### PROVIDED TEXT
ESG covers three areas: Environmental (e.g. emissions, energy, waste, water), Social (working conditions, health and safety, human rights in the value chain) and Governance (oversight, ethics, anti-corruption, supplier control).

In international transactions, we most often notice problems in the area of corporate governance of our clients. If there is a lack of procedures, assignment of responsibility and consistent documentation, even good environmental initiatives can be challenged as unverifiable. That is why putting governance and processes in order within a company is often the quickest way to improve a company's credibility before an investor. After all, as the saying goes: a company is worth as much as its procedures are worth. And there is something in that.

CSRD and ESRS after the stop-the-clock directive

The CSRD introduces mandatory ESG reporting according to ESRS standards, but companies do not have to do this immediately - the obligations are being introduced gradually.

The largest companies, i.e. so-called public interest entities (e.g. listed companies, banks or insurance companies) that have more than 500 employees and meet certain financial criteria - have already started to report ESG-first for 2024 (reports appear in 2025). For other companies, the deadlines have been postponed by two years under the so-called „stop-the-clock” directive 2025/794:

  • large companies (meeting at least two of the three criteria: having more than 250 employees, net revenues of more than EUR 50 million or having a balance sheet total of more than EUR 25 million) .will only report for 2027,
  • and small and medium-sized listed companies for 2028.
######
### INFORMATION GIVEN
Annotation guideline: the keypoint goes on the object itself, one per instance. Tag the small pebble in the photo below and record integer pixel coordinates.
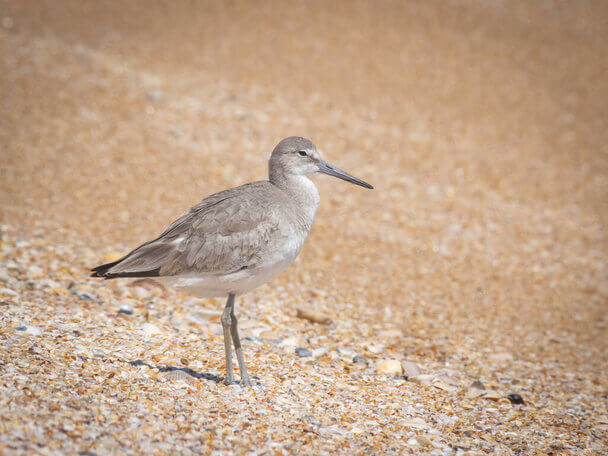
(31, 330)
(8, 292)
(84, 296)
(389, 367)
(150, 329)
(303, 352)
(410, 369)
(477, 385)
(515, 399)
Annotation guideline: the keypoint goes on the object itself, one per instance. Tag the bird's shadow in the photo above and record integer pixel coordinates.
(187, 370)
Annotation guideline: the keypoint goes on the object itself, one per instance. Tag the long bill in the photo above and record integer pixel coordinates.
(330, 170)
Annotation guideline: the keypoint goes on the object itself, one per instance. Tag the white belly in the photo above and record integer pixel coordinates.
(240, 282)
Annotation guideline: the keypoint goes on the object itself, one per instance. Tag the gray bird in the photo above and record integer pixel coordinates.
######
:: TASKS TO CARRY OUT ::
a – In the ESG passage, by how many years does the stop-the-clock directive postpone the reporting deadlines for companies other than the largest public interest entities?
b – Reproduce the rows word for word, starting at the line that contains "Tag the bird's" and ending with the last row.

:: SOLVED PROBLEMS ::
a – By two years.

b –
Annotation guideline: the keypoint goes on the object itself, one per instance. Tag the bird's shadow in the photo above and record integer pixel coordinates.
(187, 370)
Annotation guideline: the keypoint goes on the object itself, one per instance. Tag the long bill in the photo above and record integer pixel coordinates.
(330, 170)
Annotation guideline: the keypoint goes on the object itself, one per instance. Tag the white belly in the photo above and record integer pixel coordinates.
(240, 282)
Annotation guideline: the keypoint goes on the object itself, one per instance. Tag the gray bird in the photo above and record integer pixel coordinates.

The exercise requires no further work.